TEXT SEGMENT –

Pune on my mind: Mukta Puntambekar shares ways to safeguard children from addictions

Today, the types of addictions observed in children are marijuana/cannabis, meth, alcohol, nicotine, and, among homeless children, whitener inhalation

pune Updated: Jul 01, 2019 14:45 IST
Hindustan Times, Pune
Mukta Puntambekar, project director, Muktangan de-addiction centre. (Illustration: Shrikrishna Patkar)
Mukta Puntambekar, project director, Muktangan de-addiction centre. (Illustration: Shrikrishna Patkar)(HT/PHOTO)

To safeguard children from addictions, we have to first accept and be open about the subject of addictions. We live in a society where sex and addictions, are still considered taboo. So, if a child is curious about drugs, and approaches his/ her parents, the reaction and response that s/he gets is of utmost importance. This is why it is necessary for parents to be open to the idea of discussion and communication at home.

Today, the types of addictions observed in children are marijuana/cannabis, meth, alcohol, nicotine, and, among homeless children, whitener inhalation.

The rise in addictions among children has many reasons: the first one being social acceptance. Previously, people who would smoke and drink were frowned upon. However, now drinking and smoking is socially accepted and even encouraged. So you have children observing their parents doing so at a very young age. We also see that people who don’t smoke or drink are seen as “socially backward” and made fun of. They are often persuaded to take just a sip or a drag.

When a child is exposed to such behaviour, s/he is going to consider it normal. Hence, children take to experimenting which could later lead to addiction. Peer groups also play an important role as children tend to follow patterns and ideas of their friends.

Another reason for the rise in addictions is misconnection in society. People think that consuming such substances- be it drugs, tobacco or alcohol- will reduce their stress and give them a ‘high’. The fact is, that is just temporary. You may tend to feel happy in the initial stages and as you move on, the tolerance increases. Then you need to increase the quantity of the substances you consume. This is a vicious circle.

Children tend to believe from friends that consumption of these substances is a good for stress management. Peers often discuss how smoking or taking drugs makes them feel better. Initially, one may feel that they free you from your problems, but in the long run you are likely to be trapped in a bigger problem.

We had the case of a young boy from a rural area who had come to Pune for higher education. He had trouble speaking in English and suffered from an inferiority complex. His friends suggested alcohol to overcome this fear. But, it backfired as he would make many mistakes, speak wrong English and be laughed at. So, alcohol and drugs are not a solution to any problem.

How do we safeguard our children from such addictions? Well, the responsibility lies with everybody: schools, parents, the NGOs, law enforcement agencies and the media. All of them have an equal role in saving our future generations.

Schools should regularly conduct awareness programmes to discuss the ill-effects of drugs and addictions. They should offer a variety of positive activities for children and create diversions with sports and other events.

WHAT TO WORK ON –
[a] Retype the passage of the article on children and addictions, everything from "We had the case" down to "and other events.", word for word.
[b] Echo the records below verbatim, everything from the line containing "Would you please place a dot on the tropical" down to the final line of the records.

GIVEN DATA –
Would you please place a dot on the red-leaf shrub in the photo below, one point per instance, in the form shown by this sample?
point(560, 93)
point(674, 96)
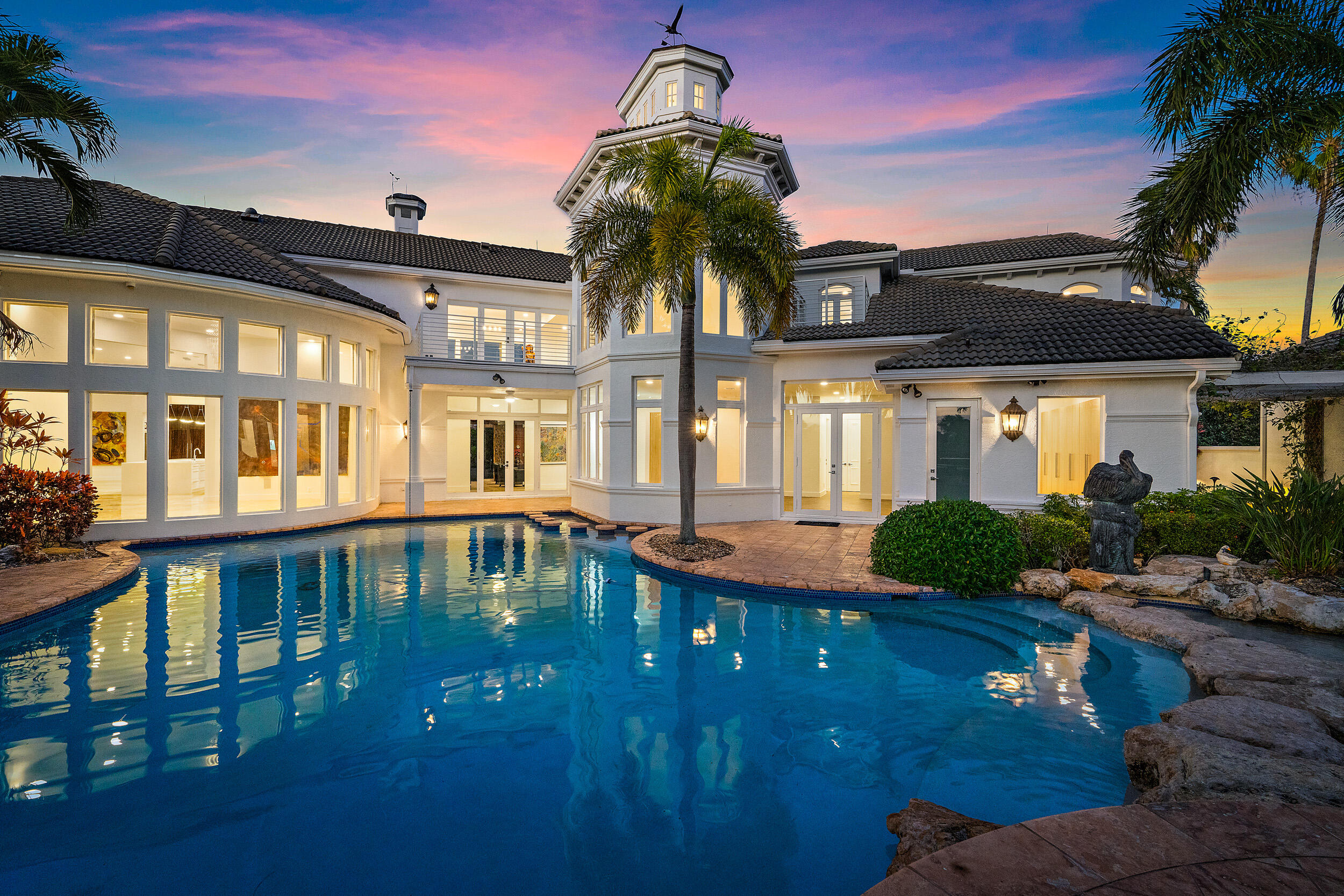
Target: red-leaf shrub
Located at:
point(39, 507)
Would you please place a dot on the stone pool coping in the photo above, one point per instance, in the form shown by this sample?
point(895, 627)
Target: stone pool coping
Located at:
point(31, 591)
point(1167, 849)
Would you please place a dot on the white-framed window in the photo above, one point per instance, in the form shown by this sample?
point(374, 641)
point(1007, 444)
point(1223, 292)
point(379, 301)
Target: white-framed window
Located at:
point(648, 431)
point(194, 342)
point(50, 326)
point(1069, 442)
point(312, 356)
point(371, 369)
point(1081, 289)
point(590, 432)
point(119, 336)
point(347, 363)
point(261, 350)
point(727, 431)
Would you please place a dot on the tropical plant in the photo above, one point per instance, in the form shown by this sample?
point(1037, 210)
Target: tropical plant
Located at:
point(1249, 95)
point(666, 211)
point(1302, 521)
point(964, 547)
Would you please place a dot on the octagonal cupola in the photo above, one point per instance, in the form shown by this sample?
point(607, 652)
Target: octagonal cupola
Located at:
point(675, 81)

THE RESULTS –
[a]
We had the case of a young boy from a rural area who had come to Pune for higher education. He had trouble speaking in English and suffered from an inferiority complex. His friends suggested alcohol to overcome this fear. But, it backfired as he would make many mistakes, speak wrong English and be laughed at. So, alcohol and drugs are not a solution to any problem.

How do we safeguard our children from such addictions? Well, the responsibility lies with everybody: schools, parents, the NGOs, law enforcement agencies and the media. All of them have an equal role in saving our future generations.

Schools should regularly conduct awareness programmes to discuss the ill-effects of drugs and addictions. They should offer a variety of positive activities for children and create diversions with sports and other events.

[b]
Would you please place a dot on the tropical plant in the photo above, one point per instance, in the form shown by this sample?
point(1037, 210)
Target: tropical plant
Located at:
point(1249, 95)
point(666, 211)
point(1302, 521)
point(964, 547)
Would you please place a dot on the octagonal cupola in the photo above, one point per instance, in the form shown by this sample?
point(607, 652)
Target: octagonal cupola
Located at:
point(675, 81)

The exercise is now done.